*Task goal:* Would you restate, exactly as they appear, the lines from the one containing "Place a marker on the white wall" through the end of the data below?

*Records for the task:*

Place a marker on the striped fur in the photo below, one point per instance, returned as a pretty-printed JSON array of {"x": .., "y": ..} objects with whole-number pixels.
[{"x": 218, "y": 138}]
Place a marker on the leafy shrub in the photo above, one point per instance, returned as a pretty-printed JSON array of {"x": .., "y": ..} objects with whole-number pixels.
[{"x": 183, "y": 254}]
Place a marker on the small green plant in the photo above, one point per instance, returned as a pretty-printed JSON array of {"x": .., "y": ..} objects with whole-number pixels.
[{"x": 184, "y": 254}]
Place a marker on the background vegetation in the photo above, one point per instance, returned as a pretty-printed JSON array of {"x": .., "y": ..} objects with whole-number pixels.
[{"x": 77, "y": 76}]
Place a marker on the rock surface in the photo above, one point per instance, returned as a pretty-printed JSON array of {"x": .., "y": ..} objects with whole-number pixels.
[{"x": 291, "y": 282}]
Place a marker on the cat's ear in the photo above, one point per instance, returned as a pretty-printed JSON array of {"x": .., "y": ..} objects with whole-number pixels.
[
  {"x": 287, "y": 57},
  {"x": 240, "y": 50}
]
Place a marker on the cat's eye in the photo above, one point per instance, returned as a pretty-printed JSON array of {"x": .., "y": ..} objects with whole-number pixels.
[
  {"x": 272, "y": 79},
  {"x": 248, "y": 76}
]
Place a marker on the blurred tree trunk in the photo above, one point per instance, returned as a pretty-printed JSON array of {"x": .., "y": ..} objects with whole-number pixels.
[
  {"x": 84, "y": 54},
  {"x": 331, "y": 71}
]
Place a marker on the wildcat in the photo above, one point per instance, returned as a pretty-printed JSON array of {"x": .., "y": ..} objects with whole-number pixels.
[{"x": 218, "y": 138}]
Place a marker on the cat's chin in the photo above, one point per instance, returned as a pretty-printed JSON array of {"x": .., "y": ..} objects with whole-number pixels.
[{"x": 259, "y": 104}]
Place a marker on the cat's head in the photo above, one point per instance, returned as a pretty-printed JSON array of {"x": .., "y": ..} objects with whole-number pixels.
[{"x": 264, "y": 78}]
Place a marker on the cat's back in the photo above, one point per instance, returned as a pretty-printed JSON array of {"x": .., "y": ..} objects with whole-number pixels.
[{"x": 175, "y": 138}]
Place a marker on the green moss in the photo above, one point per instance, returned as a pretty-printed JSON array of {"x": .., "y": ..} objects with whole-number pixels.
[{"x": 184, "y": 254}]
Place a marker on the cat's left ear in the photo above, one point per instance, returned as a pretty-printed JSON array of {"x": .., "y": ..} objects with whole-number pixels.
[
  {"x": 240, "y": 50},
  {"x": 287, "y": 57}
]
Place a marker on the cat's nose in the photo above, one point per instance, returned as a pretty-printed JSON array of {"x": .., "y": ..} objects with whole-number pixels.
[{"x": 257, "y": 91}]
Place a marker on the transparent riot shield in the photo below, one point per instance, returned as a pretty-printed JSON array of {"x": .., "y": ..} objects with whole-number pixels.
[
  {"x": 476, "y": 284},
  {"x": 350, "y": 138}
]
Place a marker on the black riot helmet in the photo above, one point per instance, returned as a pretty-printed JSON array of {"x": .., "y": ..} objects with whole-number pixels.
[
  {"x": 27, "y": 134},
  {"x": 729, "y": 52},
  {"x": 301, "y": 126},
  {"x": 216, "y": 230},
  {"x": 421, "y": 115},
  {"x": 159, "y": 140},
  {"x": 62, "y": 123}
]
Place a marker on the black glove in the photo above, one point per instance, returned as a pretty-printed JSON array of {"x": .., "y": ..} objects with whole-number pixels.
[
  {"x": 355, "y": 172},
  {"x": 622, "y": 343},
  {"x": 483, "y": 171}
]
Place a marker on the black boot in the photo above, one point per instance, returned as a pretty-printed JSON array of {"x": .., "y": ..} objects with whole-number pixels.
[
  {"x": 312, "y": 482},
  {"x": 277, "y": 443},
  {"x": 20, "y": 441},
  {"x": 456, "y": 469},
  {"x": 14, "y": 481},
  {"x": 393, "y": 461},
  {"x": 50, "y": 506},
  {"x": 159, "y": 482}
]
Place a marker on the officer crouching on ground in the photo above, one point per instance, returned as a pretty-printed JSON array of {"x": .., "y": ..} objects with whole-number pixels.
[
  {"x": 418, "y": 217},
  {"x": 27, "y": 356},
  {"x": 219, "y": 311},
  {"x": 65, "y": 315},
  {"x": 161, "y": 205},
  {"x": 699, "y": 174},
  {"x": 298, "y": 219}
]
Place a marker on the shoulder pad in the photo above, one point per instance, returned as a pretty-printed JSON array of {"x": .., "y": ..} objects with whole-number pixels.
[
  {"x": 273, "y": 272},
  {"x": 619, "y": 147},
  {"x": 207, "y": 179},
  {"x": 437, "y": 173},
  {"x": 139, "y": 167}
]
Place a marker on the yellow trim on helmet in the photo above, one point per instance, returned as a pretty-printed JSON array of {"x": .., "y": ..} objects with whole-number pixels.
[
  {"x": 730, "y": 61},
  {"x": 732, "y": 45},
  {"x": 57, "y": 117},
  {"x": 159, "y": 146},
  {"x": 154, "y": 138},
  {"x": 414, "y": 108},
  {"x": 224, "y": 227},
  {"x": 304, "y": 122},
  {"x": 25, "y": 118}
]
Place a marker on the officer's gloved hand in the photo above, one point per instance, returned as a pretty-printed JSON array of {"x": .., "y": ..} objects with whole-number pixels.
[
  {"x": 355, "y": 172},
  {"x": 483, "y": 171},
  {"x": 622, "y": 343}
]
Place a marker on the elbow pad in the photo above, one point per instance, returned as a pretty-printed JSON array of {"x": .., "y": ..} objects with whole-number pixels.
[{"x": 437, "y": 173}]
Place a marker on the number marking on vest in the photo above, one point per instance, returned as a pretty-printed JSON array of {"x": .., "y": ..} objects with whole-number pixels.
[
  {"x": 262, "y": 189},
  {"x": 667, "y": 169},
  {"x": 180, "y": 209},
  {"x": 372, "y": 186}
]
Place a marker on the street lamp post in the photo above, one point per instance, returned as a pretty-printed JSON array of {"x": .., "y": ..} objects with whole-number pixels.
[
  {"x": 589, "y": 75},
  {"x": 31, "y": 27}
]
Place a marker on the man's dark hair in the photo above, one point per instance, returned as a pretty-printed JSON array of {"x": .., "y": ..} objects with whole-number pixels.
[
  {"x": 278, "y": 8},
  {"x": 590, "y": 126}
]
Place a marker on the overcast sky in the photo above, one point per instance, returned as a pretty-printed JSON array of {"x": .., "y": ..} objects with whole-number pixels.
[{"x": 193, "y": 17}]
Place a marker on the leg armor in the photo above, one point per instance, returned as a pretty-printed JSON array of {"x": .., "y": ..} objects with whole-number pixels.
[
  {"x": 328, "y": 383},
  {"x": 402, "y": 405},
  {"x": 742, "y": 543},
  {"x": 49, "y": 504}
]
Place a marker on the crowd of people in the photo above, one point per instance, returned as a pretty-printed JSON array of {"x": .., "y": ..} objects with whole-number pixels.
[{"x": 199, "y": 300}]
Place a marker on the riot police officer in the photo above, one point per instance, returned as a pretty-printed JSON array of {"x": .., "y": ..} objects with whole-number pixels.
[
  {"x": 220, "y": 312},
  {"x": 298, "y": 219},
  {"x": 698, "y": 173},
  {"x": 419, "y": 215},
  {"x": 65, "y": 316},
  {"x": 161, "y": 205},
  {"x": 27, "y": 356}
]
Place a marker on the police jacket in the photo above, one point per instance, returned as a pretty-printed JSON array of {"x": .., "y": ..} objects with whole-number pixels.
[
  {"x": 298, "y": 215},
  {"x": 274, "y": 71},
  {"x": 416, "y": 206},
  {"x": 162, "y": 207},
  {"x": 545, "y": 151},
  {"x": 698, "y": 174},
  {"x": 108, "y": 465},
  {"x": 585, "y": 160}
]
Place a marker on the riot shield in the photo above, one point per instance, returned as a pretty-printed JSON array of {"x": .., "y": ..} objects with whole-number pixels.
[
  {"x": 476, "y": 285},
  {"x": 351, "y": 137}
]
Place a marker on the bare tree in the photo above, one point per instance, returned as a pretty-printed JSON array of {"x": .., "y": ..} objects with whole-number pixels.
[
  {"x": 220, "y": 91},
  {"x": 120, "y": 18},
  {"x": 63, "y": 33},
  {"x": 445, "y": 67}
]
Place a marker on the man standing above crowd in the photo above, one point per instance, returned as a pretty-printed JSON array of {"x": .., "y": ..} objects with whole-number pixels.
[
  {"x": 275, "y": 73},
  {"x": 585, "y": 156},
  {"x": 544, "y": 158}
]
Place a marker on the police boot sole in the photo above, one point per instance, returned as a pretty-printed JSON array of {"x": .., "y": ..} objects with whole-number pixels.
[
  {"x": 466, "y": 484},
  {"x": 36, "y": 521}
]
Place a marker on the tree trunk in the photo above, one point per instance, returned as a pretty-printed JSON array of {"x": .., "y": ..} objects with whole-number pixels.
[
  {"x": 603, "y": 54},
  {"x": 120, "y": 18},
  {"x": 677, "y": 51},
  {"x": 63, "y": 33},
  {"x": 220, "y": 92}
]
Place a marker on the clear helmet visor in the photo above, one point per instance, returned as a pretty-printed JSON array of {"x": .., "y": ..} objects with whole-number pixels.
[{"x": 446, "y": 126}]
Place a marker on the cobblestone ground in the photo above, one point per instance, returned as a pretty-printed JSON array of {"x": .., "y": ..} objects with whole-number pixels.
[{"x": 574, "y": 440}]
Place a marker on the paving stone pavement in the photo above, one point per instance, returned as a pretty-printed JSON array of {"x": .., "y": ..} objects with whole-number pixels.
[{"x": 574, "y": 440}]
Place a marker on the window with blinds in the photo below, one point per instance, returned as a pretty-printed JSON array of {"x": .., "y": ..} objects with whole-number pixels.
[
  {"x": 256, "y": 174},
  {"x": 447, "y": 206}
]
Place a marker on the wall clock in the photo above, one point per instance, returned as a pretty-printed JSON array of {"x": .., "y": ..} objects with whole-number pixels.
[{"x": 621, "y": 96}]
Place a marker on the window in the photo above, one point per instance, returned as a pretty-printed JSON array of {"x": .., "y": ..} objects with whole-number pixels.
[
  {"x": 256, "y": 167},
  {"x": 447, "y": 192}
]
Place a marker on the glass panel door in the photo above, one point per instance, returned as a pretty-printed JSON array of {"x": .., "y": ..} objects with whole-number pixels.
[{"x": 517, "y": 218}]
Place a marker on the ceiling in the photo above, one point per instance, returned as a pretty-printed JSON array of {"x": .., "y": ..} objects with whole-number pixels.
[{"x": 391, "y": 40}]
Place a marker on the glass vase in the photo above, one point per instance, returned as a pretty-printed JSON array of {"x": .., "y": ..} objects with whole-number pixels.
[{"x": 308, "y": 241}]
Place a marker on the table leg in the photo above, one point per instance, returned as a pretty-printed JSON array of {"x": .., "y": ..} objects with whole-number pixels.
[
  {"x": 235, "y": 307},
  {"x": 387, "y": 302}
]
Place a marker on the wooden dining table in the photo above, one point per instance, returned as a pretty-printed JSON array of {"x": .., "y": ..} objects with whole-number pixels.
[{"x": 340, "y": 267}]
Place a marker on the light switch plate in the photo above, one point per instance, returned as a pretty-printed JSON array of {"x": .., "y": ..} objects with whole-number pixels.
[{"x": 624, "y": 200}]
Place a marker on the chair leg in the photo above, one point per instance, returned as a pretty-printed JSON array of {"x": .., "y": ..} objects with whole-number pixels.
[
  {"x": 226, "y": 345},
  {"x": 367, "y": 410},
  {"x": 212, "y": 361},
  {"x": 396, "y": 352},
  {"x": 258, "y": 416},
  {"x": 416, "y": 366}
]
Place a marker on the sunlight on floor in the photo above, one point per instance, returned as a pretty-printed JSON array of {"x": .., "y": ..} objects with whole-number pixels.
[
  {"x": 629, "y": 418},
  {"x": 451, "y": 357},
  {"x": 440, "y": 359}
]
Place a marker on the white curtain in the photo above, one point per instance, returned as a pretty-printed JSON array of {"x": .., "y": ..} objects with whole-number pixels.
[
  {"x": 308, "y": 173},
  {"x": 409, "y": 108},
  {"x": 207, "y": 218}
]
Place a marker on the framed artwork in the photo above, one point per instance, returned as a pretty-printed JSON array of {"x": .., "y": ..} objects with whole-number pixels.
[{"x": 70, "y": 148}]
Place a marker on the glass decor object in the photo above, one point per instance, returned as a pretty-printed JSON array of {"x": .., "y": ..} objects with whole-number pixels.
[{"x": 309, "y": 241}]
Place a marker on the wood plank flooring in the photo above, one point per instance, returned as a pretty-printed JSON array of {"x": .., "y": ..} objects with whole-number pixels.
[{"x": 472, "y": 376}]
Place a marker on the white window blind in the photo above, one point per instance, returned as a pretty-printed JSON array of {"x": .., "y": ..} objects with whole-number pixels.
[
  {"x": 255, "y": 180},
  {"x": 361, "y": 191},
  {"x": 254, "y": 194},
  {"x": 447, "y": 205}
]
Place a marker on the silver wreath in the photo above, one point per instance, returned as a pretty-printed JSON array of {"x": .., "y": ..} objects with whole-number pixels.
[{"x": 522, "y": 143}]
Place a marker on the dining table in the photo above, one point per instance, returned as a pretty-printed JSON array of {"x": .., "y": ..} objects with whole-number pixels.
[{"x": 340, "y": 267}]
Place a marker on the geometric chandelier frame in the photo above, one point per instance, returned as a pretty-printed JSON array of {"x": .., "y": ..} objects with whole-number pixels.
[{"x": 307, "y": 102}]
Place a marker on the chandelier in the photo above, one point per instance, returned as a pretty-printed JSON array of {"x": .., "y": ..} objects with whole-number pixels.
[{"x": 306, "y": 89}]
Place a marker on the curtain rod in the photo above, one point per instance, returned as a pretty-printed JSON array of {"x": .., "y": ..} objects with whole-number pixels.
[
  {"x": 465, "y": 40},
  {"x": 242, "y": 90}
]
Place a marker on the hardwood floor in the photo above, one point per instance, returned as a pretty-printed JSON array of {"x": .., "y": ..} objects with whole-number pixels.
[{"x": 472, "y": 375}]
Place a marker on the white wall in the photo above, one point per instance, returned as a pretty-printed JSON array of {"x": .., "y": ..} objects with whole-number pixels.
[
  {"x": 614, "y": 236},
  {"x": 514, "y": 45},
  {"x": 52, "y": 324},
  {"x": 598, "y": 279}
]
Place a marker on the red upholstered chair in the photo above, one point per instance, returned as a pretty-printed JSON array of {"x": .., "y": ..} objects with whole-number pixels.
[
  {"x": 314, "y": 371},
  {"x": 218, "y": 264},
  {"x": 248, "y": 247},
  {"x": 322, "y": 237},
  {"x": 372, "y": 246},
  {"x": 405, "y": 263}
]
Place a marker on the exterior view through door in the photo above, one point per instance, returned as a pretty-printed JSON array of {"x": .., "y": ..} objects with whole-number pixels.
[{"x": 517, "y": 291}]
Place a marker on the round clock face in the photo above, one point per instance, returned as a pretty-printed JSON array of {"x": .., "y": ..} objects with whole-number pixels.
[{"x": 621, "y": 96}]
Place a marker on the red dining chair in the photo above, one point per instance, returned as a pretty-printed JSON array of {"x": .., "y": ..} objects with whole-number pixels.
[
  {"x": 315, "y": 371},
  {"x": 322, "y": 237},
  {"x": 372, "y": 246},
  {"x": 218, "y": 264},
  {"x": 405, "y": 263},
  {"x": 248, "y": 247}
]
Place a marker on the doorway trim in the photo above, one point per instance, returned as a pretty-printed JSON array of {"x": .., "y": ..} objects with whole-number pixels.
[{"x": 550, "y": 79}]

*Answer to the exercise:*
Place a marker on the white wall in the photo above, one point per instance, returned as a pretty-printed JSON array of {"x": .., "y": ..} objects with whole-number pixels.
[
  {"x": 614, "y": 236},
  {"x": 514, "y": 45},
  {"x": 52, "y": 324},
  {"x": 598, "y": 279}
]
Place a marker on the red upholstered chair in the photo above, one point per instance, returned as a pretty-printed JSON array of {"x": .., "y": ..} objects with whole-number pixels.
[
  {"x": 314, "y": 371},
  {"x": 218, "y": 264},
  {"x": 248, "y": 247},
  {"x": 322, "y": 237},
  {"x": 372, "y": 246},
  {"x": 405, "y": 263}
]
Place a marker on the exterior view through door in the photo above, one point per instance, returned as a pretty-printed JSON array of {"x": .., "y": ..} objects with whole-number pixels.
[{"x": 517, "y": 291}]
Place a marker on the round clock face in the photo above, one point per instance, returned as a pretty-printed JSON array of {"x": .., "y": ..} objects with whole-number pixels.
[{"x": 621, "y": 96}]
Place a marker on the red dining chair in the photo above, one point per instance, returned as a pretty-printed JSON array of {"x": .., "y": ..} objects with whole-number pixels.
[
  {"x": 315, "y": 371},
  {"x": 322, "y": 237},
  {"x": 372, "y": 246},
  {"x": 218, "y": 264},
  {"x": 405, "y": 263},
  {"x": 248, "y": 247}
]
Place a marker on the doorway trim in the photo above, one point per instance, returned as a pretty-printed JSON array of {"x": .., "y": ..} objects with whole-number pixels.
[{"x": 550, "y": 79}]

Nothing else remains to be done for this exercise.